▸ **Texte fourni**
________________________

Dakar : le Centre Yennenga bientôt tête de pont de la post-production
Le cinéaste Alain Gomis achève une campagne de financement participatif pour boucler le budget d’une infrastructure de post-production cinématographique en Afrique de l’Ouest, le Centre Yennenga, à Dakar. L’arrivée de la première promotion est prévue pour les mois à venir.
Réalisateur maintes fois primé, lauréat de l’Ours d’argent au festival de Berlin pour son dernier film Félicité, seul cinéaste avec Souleymane Cissé à avoir obtenu deux fois l’Étalon d’or au Fespaco – en 2013 pour Aujourd’hui, ou Tey, en wolof, et 2017 pour Félicité –, le Franco-Sénégalais Alain Gomis a pris l’initiative, en 2018, de lancer avec quelques autres le projet du Centre Yennenga.
Former des talents
Premier pôle culturel consacré au cinéma au Sénégal, ce centre qui devrait tout prochainement entrer en activité à Dakar a pour but de créer une infrastructure de post-production de films de niveau international dans une région, l’Afrique de l’Ouest, qui en est totalement dépourvue. Et, pour atteindre cet objectif, de former des talents africains aux métiers du septième art. Tout en favorisant l’accès au cinéma de la population locale.
Le centre lance un appel aux dons sur Fiatope
À la veille du lancement de ses activités, le centre lance un appel aux dons sur la plateforme de financement participatif africaine Fiatope jusqu’au 31 mars prochain. Le projet étant déjà financé à hauteur de 90 %, il s’agit de couvrir les 10 % restants, soit l’équivalent de 50 000 euros, pour permettre des travaux d’aménagement du centre dans le lieu où il sera hébergé à Dakar, ainsi que des achats de matériels et la couverture des frais occasionnés par l’hébergement et la restauration des futurs bénéficiaires des formations.
Cette campagne est soutenue par des personnalités africaines et de la diaspora comme Aissa Maïga, Mati Diop, Jihan El Tahri, Moussa Sene Absa – ainsi que par la maire de Dakar, Soham El Wardini.
En quoi cette initiative pour promouvoir le septième art en Afrique est-elle novatrice ? Que doit-on en espérer ? Nous avons posé ces questions à Alain Gomis, persuadé, on va le voir, que le rôle que doit jouer le Centre Yennenga est véritablement essentiel pour la promotion du cinéma en Afrique de l’Ouest.
Jeune Afrique : D’où vous est venue l’idée de créer ce Centre ?
Alain Gomis : J’ai tout simplement remarqué à quel point il pouvait être difficile de faire des films en Afrique, plus particulièrement pour les jeunes. Alors même que l’on commence à ouvrir de nouveau des salles, il n’y a guère de films africains à proposer au public. Les derniers Fespaco ont permis de s’en apercevoir si nécessaire : il y a peu d’œuvres disponibles pour l’exploitation.

________________________

▸ **Série de consignes**
**1)** Répondez à ces questions d'après l'article sur le Centre Yennenga :
(a) En quelle année Alain Gomis a-t-il lancé le projet du centre ?
(b) Jusqu'à quelle date l'appel aux dons sur Fiatope reste-t-il ouvert ?
(c) À quelle somme correspondent les 10 % de financement restants ?
**2)** Poursuivez l'article sur le Centre Yennenga après sa dernière phrase.
Les enregistrements ne sont pas nécessaires pour cette partie.

▸ **Enregistrements bruts**

________________________

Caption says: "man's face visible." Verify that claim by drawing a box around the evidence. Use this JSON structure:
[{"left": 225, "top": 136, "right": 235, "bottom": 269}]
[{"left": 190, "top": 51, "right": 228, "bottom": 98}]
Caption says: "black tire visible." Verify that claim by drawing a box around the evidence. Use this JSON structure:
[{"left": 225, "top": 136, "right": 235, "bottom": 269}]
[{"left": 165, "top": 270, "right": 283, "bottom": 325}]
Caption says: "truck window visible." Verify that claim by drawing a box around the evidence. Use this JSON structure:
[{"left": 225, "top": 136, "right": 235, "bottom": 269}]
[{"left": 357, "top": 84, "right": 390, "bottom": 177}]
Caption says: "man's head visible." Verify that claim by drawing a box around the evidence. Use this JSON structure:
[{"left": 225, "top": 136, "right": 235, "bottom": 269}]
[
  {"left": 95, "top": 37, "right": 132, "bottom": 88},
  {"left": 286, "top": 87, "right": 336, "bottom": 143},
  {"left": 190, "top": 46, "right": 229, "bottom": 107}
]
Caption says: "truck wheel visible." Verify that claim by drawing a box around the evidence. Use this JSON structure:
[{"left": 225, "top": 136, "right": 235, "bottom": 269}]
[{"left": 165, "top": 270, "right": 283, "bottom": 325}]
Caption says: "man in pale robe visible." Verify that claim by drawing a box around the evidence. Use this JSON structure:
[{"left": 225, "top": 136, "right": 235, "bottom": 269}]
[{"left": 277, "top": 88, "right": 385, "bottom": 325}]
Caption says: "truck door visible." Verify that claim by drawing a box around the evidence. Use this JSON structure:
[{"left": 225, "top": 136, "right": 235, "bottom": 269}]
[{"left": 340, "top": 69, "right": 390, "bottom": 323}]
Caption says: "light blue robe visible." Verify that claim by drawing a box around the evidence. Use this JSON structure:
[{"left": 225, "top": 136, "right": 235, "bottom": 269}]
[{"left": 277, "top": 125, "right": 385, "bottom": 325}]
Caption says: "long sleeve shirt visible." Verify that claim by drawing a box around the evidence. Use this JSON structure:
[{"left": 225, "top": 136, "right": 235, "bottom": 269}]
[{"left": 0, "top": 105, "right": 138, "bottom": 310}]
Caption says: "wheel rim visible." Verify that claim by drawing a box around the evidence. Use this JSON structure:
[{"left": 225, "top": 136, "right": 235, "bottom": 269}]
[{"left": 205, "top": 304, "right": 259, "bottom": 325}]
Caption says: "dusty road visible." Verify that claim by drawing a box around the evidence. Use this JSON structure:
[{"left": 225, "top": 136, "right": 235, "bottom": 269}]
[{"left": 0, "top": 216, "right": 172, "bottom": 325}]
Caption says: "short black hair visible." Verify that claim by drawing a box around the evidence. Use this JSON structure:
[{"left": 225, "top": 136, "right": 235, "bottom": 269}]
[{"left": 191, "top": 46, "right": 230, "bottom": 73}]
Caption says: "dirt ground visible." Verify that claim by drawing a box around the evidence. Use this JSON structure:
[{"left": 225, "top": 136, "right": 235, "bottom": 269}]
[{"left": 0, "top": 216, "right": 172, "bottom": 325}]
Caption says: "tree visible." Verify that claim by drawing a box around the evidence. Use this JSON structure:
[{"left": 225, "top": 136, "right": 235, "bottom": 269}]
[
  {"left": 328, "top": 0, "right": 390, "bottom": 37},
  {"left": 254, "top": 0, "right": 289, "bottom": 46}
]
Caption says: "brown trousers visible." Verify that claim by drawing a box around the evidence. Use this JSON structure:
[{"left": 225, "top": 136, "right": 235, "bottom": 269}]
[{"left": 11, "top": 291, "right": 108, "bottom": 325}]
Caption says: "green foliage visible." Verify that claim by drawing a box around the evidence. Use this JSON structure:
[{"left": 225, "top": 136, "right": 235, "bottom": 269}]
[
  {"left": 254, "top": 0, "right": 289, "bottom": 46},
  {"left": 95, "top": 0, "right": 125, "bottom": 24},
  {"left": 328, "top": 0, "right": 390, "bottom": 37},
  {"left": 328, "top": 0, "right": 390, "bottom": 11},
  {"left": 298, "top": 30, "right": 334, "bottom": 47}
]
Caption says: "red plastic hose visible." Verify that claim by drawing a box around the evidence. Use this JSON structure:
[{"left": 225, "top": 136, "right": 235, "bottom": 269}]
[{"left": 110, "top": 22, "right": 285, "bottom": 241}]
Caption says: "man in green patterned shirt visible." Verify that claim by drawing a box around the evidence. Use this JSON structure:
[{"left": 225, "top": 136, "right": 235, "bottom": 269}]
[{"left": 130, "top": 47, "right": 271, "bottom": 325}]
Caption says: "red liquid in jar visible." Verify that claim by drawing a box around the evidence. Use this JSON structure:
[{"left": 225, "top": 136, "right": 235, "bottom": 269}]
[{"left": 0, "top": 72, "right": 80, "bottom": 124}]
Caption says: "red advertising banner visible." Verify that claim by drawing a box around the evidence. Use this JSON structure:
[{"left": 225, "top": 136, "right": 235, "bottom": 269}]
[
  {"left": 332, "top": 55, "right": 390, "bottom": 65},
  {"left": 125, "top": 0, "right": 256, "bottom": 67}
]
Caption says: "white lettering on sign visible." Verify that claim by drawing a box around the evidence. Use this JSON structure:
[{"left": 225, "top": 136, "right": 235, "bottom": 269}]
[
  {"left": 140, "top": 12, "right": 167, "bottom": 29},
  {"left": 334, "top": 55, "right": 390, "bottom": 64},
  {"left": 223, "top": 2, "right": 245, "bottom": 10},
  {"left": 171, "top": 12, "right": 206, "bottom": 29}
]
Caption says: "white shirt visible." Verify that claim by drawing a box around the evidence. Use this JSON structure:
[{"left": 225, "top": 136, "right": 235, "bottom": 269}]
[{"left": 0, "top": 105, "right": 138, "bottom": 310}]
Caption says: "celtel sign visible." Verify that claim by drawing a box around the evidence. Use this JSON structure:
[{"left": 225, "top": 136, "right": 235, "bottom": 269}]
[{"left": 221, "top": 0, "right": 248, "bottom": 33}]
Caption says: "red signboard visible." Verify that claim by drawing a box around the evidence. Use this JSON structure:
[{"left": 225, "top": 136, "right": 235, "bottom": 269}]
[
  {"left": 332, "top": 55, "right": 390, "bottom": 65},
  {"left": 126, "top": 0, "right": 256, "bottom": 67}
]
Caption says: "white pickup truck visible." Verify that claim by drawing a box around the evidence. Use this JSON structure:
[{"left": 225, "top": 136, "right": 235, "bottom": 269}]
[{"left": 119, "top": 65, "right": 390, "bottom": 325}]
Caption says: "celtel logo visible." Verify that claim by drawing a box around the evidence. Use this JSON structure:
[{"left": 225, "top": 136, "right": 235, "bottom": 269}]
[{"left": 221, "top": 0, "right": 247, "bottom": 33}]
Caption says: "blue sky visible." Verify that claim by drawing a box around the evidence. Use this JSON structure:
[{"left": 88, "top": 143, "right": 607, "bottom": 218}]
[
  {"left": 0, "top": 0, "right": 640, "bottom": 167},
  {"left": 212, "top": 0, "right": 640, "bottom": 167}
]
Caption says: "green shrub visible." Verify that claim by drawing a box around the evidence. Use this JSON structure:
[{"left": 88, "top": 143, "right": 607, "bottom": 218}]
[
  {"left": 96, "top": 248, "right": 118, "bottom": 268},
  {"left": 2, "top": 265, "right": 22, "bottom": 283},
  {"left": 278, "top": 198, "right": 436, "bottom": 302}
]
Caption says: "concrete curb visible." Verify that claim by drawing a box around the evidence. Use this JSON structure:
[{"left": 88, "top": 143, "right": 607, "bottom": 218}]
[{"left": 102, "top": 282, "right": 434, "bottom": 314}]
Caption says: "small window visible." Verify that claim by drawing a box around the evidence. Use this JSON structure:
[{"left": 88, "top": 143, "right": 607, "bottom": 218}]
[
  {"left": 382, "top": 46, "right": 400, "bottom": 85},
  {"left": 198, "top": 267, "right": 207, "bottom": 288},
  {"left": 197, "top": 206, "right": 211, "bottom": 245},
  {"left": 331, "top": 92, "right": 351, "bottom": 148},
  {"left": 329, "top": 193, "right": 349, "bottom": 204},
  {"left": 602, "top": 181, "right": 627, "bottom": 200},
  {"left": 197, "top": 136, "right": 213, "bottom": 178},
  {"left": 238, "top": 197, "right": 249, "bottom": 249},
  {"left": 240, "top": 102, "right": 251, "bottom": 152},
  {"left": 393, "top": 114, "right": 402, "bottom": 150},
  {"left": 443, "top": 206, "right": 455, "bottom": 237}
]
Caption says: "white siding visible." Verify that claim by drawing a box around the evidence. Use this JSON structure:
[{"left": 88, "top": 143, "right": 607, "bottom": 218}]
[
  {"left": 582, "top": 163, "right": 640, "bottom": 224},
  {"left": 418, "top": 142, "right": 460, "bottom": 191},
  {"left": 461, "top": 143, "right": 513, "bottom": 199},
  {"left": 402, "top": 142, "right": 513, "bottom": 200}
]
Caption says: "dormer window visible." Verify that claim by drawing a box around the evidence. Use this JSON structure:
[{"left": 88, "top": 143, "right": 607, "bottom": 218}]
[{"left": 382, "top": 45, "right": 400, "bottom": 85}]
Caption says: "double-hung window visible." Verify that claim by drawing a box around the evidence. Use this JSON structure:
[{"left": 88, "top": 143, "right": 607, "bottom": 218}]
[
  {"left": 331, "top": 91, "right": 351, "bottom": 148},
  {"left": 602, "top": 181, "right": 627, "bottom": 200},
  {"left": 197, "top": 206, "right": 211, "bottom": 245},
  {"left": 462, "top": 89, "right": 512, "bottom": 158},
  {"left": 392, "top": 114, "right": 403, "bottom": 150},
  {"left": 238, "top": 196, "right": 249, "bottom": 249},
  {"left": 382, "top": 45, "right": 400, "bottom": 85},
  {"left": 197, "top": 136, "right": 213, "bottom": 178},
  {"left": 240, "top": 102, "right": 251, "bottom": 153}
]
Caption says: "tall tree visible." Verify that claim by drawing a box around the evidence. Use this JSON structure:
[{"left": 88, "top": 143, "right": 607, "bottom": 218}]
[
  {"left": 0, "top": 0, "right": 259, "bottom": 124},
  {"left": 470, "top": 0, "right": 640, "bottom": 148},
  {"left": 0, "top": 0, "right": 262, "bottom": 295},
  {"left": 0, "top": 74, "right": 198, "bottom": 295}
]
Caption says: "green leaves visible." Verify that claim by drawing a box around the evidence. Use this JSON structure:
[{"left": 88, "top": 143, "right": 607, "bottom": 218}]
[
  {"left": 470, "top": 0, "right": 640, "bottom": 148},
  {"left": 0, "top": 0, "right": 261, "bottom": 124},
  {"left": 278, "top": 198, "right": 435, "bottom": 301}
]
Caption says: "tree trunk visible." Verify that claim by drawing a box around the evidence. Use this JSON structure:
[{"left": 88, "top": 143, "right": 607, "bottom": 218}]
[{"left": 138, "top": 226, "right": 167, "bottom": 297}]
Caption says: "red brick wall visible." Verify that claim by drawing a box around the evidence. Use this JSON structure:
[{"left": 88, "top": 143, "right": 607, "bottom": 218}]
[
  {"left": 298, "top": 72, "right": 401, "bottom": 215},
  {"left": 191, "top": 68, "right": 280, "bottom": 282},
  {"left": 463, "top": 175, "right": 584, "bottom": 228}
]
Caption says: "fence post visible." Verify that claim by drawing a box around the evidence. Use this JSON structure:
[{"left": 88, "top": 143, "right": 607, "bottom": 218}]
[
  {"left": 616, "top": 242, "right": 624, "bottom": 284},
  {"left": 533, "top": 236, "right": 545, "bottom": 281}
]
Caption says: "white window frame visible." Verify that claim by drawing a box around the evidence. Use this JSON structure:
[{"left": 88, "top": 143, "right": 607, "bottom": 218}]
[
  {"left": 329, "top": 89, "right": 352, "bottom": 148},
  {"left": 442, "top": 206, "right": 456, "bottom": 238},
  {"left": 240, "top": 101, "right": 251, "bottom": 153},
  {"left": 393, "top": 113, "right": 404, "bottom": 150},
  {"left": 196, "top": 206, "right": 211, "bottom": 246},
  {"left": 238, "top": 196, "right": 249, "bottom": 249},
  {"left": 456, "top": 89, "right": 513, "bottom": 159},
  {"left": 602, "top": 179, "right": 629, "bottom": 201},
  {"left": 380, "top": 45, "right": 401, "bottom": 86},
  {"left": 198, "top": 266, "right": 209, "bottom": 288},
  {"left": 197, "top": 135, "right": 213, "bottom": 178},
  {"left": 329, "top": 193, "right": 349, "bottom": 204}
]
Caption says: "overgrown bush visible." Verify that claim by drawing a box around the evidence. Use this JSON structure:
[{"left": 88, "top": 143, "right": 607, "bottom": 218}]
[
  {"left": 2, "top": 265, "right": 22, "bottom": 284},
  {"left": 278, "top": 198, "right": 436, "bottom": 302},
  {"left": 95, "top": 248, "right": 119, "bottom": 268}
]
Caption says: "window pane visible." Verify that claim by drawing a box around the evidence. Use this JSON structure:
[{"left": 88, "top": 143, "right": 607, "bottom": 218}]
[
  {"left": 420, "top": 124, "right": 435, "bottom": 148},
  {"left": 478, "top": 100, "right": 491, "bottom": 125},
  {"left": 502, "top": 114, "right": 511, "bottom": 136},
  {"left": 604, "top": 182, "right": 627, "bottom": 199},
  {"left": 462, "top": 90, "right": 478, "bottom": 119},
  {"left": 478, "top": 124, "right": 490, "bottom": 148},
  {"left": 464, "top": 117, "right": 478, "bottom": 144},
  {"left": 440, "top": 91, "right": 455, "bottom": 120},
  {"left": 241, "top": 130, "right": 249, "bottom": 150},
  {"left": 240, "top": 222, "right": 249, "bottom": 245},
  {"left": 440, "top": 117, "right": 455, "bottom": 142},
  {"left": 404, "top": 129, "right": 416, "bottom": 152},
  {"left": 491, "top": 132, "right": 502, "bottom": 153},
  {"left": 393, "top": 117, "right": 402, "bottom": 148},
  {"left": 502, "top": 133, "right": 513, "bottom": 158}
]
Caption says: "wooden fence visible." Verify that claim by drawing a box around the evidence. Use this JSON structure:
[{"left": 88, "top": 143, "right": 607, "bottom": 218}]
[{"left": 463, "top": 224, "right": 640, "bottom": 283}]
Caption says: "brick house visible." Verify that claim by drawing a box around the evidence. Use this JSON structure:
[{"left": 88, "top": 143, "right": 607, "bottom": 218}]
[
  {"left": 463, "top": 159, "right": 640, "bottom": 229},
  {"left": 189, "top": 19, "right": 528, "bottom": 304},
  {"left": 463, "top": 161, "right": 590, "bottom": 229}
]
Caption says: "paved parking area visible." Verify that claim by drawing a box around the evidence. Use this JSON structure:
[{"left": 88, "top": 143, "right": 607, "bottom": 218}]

________________________

▸ **Réponses par consigne**
**1)**
(a) En 2018.
(b) Jusqu'au 31 mars.
(c) À l'équivalent de 50 000 euros.

**2)**
En matière de post-production, du montage au mixage et à l’étalonnage, il n’y a pratiquement rien
Comment faire pour produire un film quand on n’a pas comme moi la faculté de voyager facilement d’un continent à l’autre et de pouvoir chercher des financements? Plus précisément, j’ai pris conscience que des outils qui occupent un espace important dans la structure de production d’un film manquaient en Afrique. Il y a des réalisateurs, des chefs opérateurs même s’ils sont trop peu nombreux, mais en matière de post-production, du montage au mixage et à l’étalonnage, il n’y a pratiquement rien.
Or si l’on doit aller dans d’autres pays pour la post-production, en Europe voire au Canada ou ailleurs, cela revient très cher, et augmente considérablement le coût d’un film, donc la possibilité de le réaliser. D’où l’importance de trouver un moyen d’avoir une structure de post-production sur place. Et par la même de soutenir une cinématographie indépendante. Tout en accompagnant des jeunes Africains désireux de se former aux métiers du cinéma.
Cette prise de conscience s’est-elle produite du fait de votre installation au Sénégal depuis une dizaine d’années ?
En effet. Parce que, tout à coup, cette problématique m’est apparue essentielle, et de façon très concrète. Y compris en m’occupant de mes propres films, les deux derniers, Tey et Félicité, ayant été tournés en Afrique. J’ai pu voir comment la post-production pesait sur le coût global des films, d’une façon anormale si l’on se réfère à la part du budget consacrée à cela dans une production hors du continent. En particulier si on la compare à qui concerne le tournage. Et si l’on prend en compte la question des monnaies et de leurs valeurs respectives. Ce qui a d’ailleurs pour conséquence automatique d’augmenter, en cas de coproduction, la part des Européens dans le financement des films.
L’essentiel, donc, c’est la question du coût. Mais, s’agissant en particulier du montage, n’est-il pas aussi important de ne pas subir une sorte d’« européanisation » des films si la post-production n’est pas locale ?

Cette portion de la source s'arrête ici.